** Problem **
Copy all of the data below exactly as it is given.

*** The records ***

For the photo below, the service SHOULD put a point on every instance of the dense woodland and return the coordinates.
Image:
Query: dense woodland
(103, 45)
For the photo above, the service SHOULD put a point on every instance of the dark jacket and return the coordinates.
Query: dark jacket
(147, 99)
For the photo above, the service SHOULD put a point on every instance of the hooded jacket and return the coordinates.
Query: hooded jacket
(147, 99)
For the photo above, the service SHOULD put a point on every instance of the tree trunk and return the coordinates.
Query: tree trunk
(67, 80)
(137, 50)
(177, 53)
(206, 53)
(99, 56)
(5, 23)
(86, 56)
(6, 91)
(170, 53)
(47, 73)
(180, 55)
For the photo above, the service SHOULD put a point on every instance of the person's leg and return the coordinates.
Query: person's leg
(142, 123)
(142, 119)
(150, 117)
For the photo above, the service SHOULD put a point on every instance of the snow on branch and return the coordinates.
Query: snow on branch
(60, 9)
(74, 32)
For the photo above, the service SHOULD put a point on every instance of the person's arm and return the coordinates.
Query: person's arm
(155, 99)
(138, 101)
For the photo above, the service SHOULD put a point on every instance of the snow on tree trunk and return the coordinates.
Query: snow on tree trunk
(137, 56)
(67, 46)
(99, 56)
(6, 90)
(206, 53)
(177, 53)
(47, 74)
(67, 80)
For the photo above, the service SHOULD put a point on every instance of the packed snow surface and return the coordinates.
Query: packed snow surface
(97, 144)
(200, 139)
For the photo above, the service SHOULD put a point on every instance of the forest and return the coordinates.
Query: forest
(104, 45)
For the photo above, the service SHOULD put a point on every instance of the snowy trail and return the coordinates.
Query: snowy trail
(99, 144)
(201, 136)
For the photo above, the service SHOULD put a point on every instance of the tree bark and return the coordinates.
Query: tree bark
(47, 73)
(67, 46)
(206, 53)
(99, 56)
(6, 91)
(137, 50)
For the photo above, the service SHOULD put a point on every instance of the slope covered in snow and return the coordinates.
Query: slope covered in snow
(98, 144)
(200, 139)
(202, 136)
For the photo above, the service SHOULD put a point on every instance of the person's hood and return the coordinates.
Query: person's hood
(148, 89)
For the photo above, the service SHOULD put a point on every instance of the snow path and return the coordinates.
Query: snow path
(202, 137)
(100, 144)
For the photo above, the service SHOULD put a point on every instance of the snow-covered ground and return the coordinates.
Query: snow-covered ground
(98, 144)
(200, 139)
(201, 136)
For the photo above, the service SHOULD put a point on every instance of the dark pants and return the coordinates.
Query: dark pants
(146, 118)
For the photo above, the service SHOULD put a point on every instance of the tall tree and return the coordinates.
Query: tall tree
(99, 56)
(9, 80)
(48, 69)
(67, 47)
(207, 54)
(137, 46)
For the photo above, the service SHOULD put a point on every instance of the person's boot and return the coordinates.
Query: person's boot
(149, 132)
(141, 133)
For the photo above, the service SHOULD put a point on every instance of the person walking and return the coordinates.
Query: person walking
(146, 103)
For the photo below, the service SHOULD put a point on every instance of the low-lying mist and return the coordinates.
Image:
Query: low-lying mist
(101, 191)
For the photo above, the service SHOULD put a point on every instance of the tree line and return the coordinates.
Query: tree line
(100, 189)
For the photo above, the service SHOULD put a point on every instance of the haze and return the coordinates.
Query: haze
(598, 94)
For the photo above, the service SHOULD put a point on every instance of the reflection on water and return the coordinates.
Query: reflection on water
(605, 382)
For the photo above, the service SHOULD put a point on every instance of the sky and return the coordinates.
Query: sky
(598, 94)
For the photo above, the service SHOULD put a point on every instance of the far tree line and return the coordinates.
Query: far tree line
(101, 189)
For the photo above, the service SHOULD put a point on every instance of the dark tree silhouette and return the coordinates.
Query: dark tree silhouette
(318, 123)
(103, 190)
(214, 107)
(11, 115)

*** End of The records ***

** Solution to this exercise **
For the photo below, the service SHOULD put a point on every instance of the dense woodland and return the coordinates.
Image:
Query: dense woodland
(103, 45)
For the photo above, the service SHOULD put a point on every instance of the dark jacket and return the coordinates.
Query: dark jacket
(147, 99)
For the photo above, the service SHOULD put a point on every instance of the hooded jacket and return the coordinates.
Query: hooded jacket
(147, 99)
For the photo above, the service SHOULD put a point on every instance of the tree trunk and return the coordinates.
Query: tree trunk
(67, 80)
(137, 50)
(177, 53)
(206, 53)
(99, 56)
(5, 23)
(86, 56)
(6, 91)
(170, 53)
(47, 73)
(180, 55)
For the photo above, the service SHOULD put a point on every instance of the person's leg and return the coordinates.
Query: person's leg
(142, 123)
(142, 119)
(150, 117)
For the photo above, the service SHOULD put a point on every instance of the snow on branch and return the coordinates.
Query: snow on branch
(60, 9)
(74, 32)
For the photo above, the service SHOULD put a point on every instance of the person's arm and return the coordinates.
Query: person's arm
(155, 99)
(138, 101)
For the photo above, the service SHOULD put a point on every instance of the snow on tree trunk and return the coordinates.
Query: snow on tree trunk
(137, 56)
(67, 46)
(99, 56)
(6, 90)
(206, 53)
(177, 53)
(47, 74)
(67, 80)
For the photo above, the service SHOULD put a point on every instance of the packed snow surface and return the coordinates.
Query: packed snow surface
(97, 144)
(200, 139)
For the photo above, the service SHOULD put a point on every instance of the forest and return the coordinates.
Query: forest
(104, 45)
For the photo above, the service SHOULD put a point on every instance of the snowy trail and return the coordinates.
Query: snowy trail
(99, 144)
(201, 136)
For the photo above, the service SHOULD put a point on every instance of the tree bark and return the coordinates.
Query: tree bark
(47, 73)
(67, 46)
(206, 53)
(99, 56)
(6, 91)
(137, 50)
For the photo above, the service SHOULD put a point on every instance of the slope covered in snow and return the coordinates.
Query: slope covered in snow
(98, 144)
(200, 139)
(202, 136)
For the photo above, the service SHOULD put a point on every instance of the person's hood and return the coordinates.
Query: person's hood
(148, 89)
For the photo above, the service SHOULD put a point on every instance of the snow path and return the coordinates.
Query: snow path
(202, 137)
(100, 144)
For the photo above, the service SHOULD put a point on every instance of the snow-covered ground and return the coordinates.
Query: snow-covered ground
(98, 144)
(200, 139)
(201, 136)
For the photo above, the service SHOULD put a point on every instance of the dark pants and return the coordinates.
Query: dark pants
(146, 118)
For the photo above, the service SHOULD put a point on every instance of the tall tree and return the coordinates.
Query: tall tree
(99, 56)
(9, 80)
(48, 69)
(67, 47)
(207, 54)
(137, 46)
For the photo above, the service SHOULD put a point on every instance of the person's boot and return the coordinates.
Query: person's boot
(149, 132)
(141, 133)
For the photo above, the service SHOULD put a point on every instance of the person walking and return the coordinates.
Query: person walking
(146, 103)
For the photo below, the service SHOULD put a point on every instance of the low-lying mist and return the coordinates.
Image:
Query: low-lying mist
(101, 191)
For the photo above, the service SHOULD put a point on every instance of the tree line and return the coordinates.
Query: tree line
(100, 189)
For the photo above, the service SHOULD put a point on every instance of the haze and return the coordinates.
Query: haze
(598, 94)
For the photo above, the service SHOULD put a point on every instance of the reflection on water and return the coordinates.
Query: reflection on water
(605, 382)
For the photo above, the service SHOULD put a point on every instance of the sky and return the coordinates.
Query: sky
(598, 94)
For the photo above, the service SHOULD put a point on every instance of the far tree line and return the coordinates.
Query: far tree line
(101, 189)
For the photo above, the service SHOULD put a point on every instance of the dark tree silhouette and return the coordinates.
Query: dark tree silhouette
(318, 123)
(103, 190)
(214, 107)
(11, 115)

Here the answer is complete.